→ **Text extract**
=-=-=-=-=

- Theatrical release poster
- Spanish: El otro barrio
- Directed by: Salvador García Ruiz
- Screenplay by: Salvador García Ruiz
- Based on: El otro barrio by Elvira Lindo
- Produced by: Gerardo Herrero; Javier López Blanco;
- Starring: Àlex Casanovas; Jorge Alcázar; Pepa Pedroche; Alberto Ferreiro; Empar Ferrer; Mónica López; Guillermo Toledo; Joaquín Climent;
- Cinematography: Teo Delgado
- Edited by: Carmen Frías
- Music by: Pascal Gaigne
- Production company: Tornasol Films
- Distributed by: Alta Films
- Release dates: 24 September 2000 (Zinemaldia); 11 October 2000 (Spain);
- Running time: 130 min
- Country: Spain
- Language: Spanish

= The Other Side (2000 film) =

The Other Side (El otro barrio) is a 2000 Spanish drama film written and directed by Salvador García Ruiz and based on the novel by Elvira Lindo. It stars Àlex Casanovas and Jorge Alcázar.

=-=-=-=-=

(Box annotations for photos)
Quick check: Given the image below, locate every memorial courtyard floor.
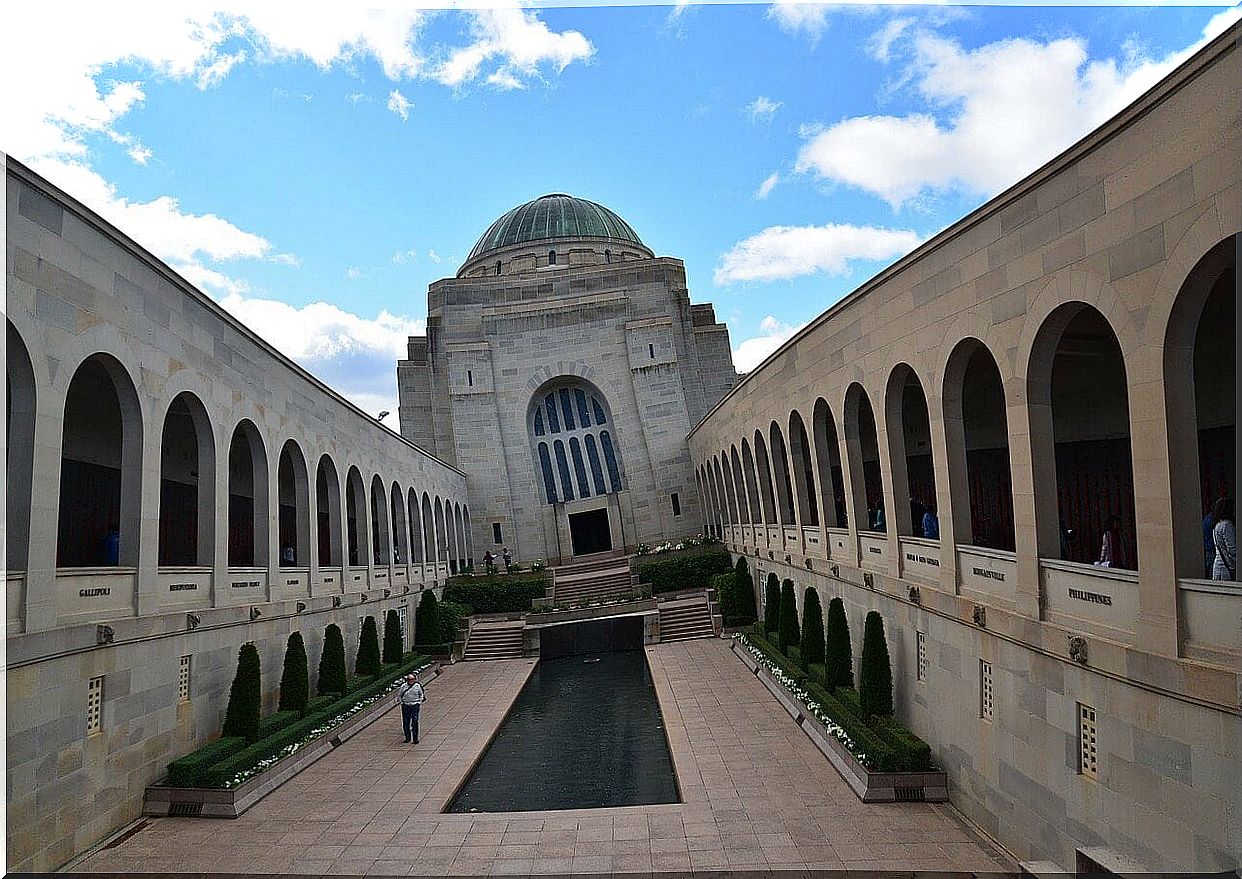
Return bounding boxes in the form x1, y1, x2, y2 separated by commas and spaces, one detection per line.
75, 639, 1016, 875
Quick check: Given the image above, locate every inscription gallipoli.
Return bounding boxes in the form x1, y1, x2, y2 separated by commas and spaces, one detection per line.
1069, 586, 1113, 605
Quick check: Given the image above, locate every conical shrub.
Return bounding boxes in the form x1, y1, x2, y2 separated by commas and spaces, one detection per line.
764, 574, 780, 634
823, 597, 853, 690
384, 610, 405, 665
279, 632, 311, 713
354, 616, 381, 678
414, 590, 440, 644
733, 555, 755, 626
225, 642, 263, 741
318, 623, 345, 695
858, 611, 893, 718
797, 586, 823, 669
776, 579, 802, 654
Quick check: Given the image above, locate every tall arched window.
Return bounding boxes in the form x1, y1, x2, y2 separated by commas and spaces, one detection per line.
528, 379, 625, 504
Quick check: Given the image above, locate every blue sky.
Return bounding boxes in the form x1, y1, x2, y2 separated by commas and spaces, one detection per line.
0, 0, 1237, 411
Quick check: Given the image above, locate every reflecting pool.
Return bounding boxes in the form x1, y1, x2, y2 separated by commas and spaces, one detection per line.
447, 649, 681, 812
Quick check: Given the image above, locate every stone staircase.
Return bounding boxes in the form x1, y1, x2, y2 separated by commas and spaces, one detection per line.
462, 620, 525, 662
551, 555, 636, 605
657, 592, 717, 643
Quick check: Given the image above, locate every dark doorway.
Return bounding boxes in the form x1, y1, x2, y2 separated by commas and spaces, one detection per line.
569, 509, 612, 555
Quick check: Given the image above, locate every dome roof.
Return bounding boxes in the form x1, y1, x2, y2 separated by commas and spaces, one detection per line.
466, 192, 646, 263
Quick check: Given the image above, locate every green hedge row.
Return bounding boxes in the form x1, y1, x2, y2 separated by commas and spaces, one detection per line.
638, 546, 733, 595
445, 575, 549, 613
168, 653, 427, 787
748, 634, 932, 772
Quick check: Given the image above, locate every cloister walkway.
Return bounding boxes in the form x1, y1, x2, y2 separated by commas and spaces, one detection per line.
77, 639, 1015, 875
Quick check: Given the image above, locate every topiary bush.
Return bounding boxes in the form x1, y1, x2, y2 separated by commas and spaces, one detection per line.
764, 574, 780, 636
224, 641, 263, 741
414, 590, 441, 644
354, 616, 381, 678
729, 555, 755, 626
776, 579, 802, 654
823, 597, 853, 690
858, 611, 893, 718
277, 632, 311, 714
317, 623, 347, 695
638, 546, 733, 595
384, 610, 405, 665
799, 586, 823, 669
445, 574, 550, 613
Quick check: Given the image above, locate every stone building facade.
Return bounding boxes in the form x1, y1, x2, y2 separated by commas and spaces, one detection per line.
5, 159, 471, 870
397, 195, 737, 562
691, 26, 1242, 874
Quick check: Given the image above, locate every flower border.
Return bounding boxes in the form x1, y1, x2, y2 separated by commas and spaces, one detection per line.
216, 662, 435, 791
733, 632, 874, 771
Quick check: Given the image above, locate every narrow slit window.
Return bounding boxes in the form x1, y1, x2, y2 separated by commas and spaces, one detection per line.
176, 657, 190, 701
86, 674, 103, 735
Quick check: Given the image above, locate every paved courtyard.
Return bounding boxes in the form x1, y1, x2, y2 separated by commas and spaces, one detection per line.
77, 641, 1013, 875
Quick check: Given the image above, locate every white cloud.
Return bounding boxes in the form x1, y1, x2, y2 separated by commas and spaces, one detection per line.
388, 88, 414, 122
220, 292, 426, 413
795, 10, 1240, 210
768, 0, 828, 42
431, 9, 595, 88
733, 314, 806, 372
755, 171, 780, 201
713, 223, 923, 286
746, 94, 781, 122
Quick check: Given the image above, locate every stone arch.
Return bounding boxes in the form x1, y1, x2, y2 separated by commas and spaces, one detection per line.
940, 336, 1015, 552
158, 391, 216, 566
229, 418, 268, 567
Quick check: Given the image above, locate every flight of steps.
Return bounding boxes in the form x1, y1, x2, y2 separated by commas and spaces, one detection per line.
553, 556, 636, 605
462, 620, 525, 662
658, 592, 715, 642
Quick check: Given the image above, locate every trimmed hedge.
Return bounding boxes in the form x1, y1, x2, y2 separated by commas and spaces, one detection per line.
823, 597, 853, 690
225, 641, 263, 741
445, 574, 550, 613
764, 574, 780, 634
384, 608, 405, 665
354, 616, 383, 678
858, 611, 893, 718
799, 586, 823, 668
414, 588, 442, 646
196, 654, 426, 787
638, 546, 733, 595
315, 623, 349, 695
437, 601, 471, 643
776, 579, 802, 653
749, 634, 932, 772
279, 632, 311, 714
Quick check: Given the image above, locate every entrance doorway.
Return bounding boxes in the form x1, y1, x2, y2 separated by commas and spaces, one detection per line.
569, 509, 612, 555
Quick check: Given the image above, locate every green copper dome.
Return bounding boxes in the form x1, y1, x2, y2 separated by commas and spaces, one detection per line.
466, 192, 646, 263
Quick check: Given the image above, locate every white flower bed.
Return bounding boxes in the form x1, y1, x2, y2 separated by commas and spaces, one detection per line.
225, 662, 431, 788
733, 632, 872, 769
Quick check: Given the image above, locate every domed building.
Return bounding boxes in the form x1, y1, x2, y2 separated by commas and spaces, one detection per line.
397, 194, 738, 564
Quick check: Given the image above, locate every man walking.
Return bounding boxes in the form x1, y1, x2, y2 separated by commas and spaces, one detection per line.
396, 674, 427, 745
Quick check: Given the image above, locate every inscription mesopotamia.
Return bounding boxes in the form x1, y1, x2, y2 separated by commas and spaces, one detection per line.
1069, 586, 1113, 605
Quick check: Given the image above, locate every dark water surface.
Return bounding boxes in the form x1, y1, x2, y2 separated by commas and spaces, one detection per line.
448, 651, 681, 812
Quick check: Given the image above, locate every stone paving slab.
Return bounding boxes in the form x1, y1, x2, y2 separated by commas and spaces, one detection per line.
78, 639, 1015, 875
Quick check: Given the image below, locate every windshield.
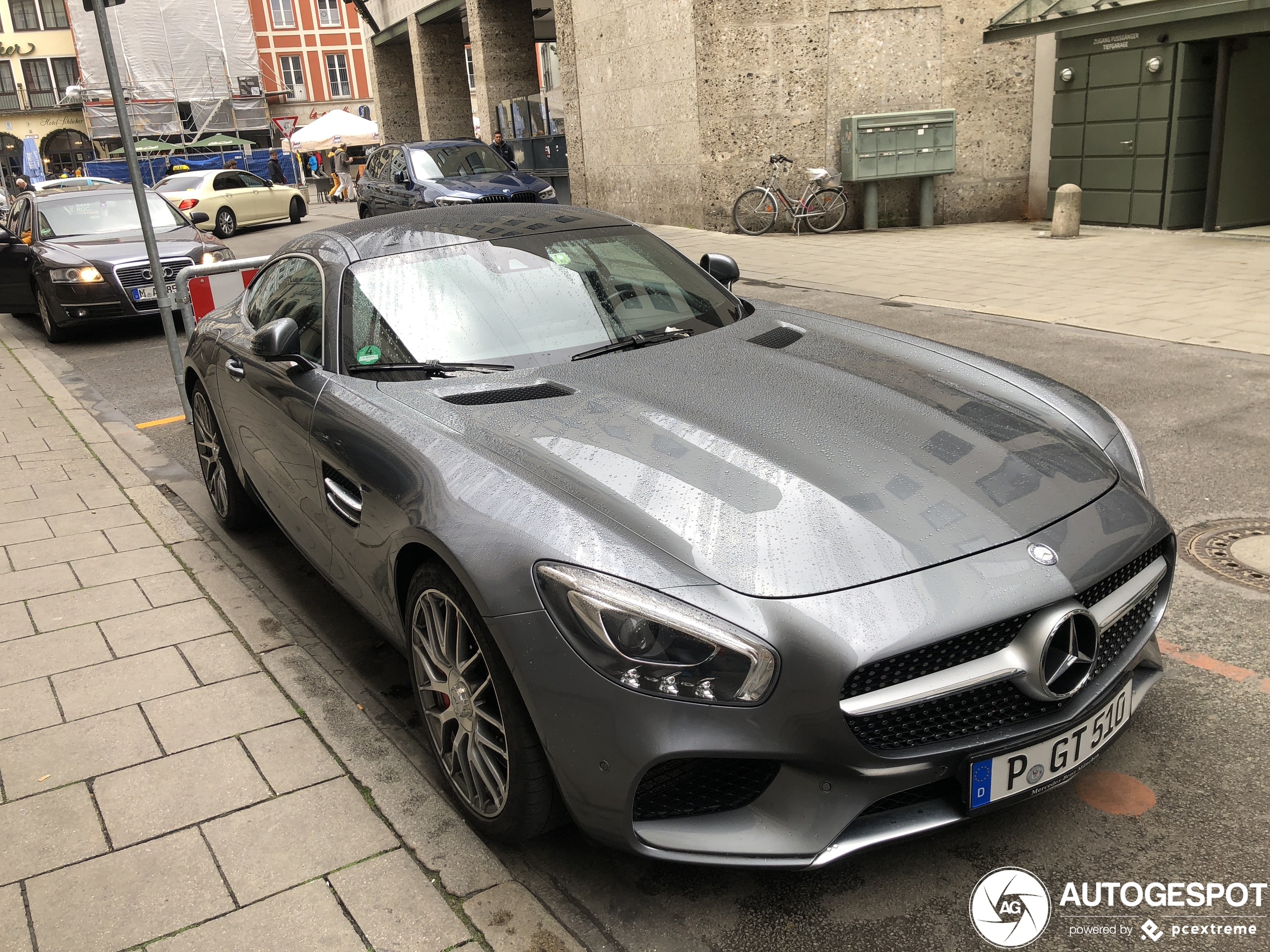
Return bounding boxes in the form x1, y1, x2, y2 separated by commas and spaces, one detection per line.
37, 192, 186, 239
155, 171, 207, 192
410, 142, 512, 179
343, 226, 740, 379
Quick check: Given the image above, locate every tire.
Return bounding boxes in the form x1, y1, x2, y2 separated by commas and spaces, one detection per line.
405, 562, 564, 842
732, 188, 777, 235
189, 383, 260, 529
36, 289, 71, 344
212, 207, 238, 239
804, 188, 847, 235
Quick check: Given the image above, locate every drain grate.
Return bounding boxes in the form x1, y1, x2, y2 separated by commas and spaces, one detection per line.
1178, 519, 1270, 592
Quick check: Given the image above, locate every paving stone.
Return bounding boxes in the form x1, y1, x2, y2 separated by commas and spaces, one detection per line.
148, 880, 368, 952
106, 523, 162, 552
0, 678, 62, 740
0, 625, 110, 686
28, 581, 149, 635
179, 632, 260, 684
92, 739, 272, 848
71, 537, 180, 586
464, 882, 583, 952
26, 830, 234, 952
242, 721, 343, 794
52, 647, 198, 721
46, 505, 145, 536
8, 527, 114, 571
0, 564, 80, 604
330, 849, 468, 952
0, 783, 106, 884
0, 602, 36, 641
102, 599, 228, 656
142, 674, 297, 753
203, 778, 398, 903
0, 707, 162, 800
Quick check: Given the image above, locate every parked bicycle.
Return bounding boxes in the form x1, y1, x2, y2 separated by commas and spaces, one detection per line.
732, 155, 847, 235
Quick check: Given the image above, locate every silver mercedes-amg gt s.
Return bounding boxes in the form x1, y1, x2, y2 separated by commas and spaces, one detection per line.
186, 204, 1176, 868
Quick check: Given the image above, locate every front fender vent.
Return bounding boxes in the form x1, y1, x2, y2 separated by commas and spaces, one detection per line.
440, 381, 576, 406
750, 326, 802, 350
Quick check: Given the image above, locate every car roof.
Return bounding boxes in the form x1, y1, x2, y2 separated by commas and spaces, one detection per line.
298, 202, 634, 260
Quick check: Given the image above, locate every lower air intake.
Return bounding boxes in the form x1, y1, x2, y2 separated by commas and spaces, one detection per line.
635, 757, 781, 820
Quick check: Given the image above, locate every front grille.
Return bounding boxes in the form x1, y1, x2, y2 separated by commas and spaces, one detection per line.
634, 757, 781, 820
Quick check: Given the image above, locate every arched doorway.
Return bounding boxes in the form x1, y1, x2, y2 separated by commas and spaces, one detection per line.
40, 129, 96, 178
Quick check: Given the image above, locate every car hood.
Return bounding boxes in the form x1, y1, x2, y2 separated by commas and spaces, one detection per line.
380, 311, 1116, 598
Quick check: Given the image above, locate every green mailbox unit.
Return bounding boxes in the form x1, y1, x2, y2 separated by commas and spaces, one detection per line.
842, 109, 956, 181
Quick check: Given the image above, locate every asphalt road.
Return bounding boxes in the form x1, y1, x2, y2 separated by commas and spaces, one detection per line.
4, 226, 1270, 952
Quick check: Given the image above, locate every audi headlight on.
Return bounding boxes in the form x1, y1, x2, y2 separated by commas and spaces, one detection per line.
537, 562, 778, 705
1098, 404, 1156, 504
48, 264, 102, 284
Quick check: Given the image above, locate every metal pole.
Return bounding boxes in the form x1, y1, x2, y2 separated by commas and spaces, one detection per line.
1204, 37, 1234, 237
92, 0, 193, 423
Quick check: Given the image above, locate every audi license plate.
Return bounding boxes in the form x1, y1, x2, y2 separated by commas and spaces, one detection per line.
970, 678, 1133, 810
132, 284, 176, 301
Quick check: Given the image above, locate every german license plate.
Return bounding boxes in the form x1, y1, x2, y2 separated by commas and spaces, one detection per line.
970, 678, 1133, 810
132, 284, 176, 301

=-=-=-=-=

→ **Exercise instructions**
Answer these questions using the text about the 2000 film The Other Side:
1. Who is credited with the cinematography?
2. On what date was the film released in Spain?
3. Whose novel is the film based on?

→ **Finished answer**
1. Teo Delgado
2. 11 October 2000
3. Elvira Lindo